Stored data entries

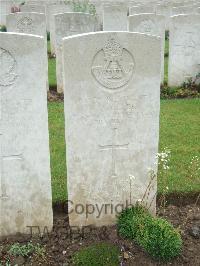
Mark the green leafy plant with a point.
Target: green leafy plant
(101, 254)
(155, 235)
(26, 250)
(82, 6)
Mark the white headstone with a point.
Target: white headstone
(150, 24)
(67, 24)
(183, 10)
(25, 180)
(51, 11)
(141, 9)
(165, 10)
(33, 8)
(115, 17)
(29, 23)
(112, 88)
(184, 49)
(5, 8)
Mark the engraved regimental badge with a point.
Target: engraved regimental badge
(113, 65)
(25, 25)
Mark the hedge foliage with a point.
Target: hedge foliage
(157, 236)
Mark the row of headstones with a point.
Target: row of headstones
(184, 38)
(112, 95)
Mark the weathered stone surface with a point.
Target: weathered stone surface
(29, 23)
(33, 8)
(115, 17)
(25, 180)
(67, 24)
(150, 24)
(166, 11)
(51, 11)
(112, 89)
(184, 49)
(142, 9)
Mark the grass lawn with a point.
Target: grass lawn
(179, 131)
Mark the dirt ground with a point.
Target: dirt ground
(63, 241)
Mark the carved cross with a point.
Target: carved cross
(113, 148)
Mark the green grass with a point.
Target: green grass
(179, 131)
(101, 254)
(58, 152)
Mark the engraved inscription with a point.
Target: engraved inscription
(113, 65)
(147, 26)
(113, 147)
(8, 68)
(3, 192)
(25, 25)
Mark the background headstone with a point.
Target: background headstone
(33, 8)
(25, 180)
(112, 84)
(68, 24)
(51, 11)
(115, 17)
(184, 49)
(141, 9)
(29, 23)
(183, 10)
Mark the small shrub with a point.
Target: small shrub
(101, 254)
(155, 235)
(180, 92)
(3, 28)
(26, 250)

▸ The task: Write out the lines of the records exactly, starting at the one holding "Mark the small shrub with a point." and ending with the last line, and include no others.

▸ Response area:
Mark the small shrub with a point.
Target: small shrub
(101, 254)
(155, 235)
(180, 92)
(3, 28)
(26, 250)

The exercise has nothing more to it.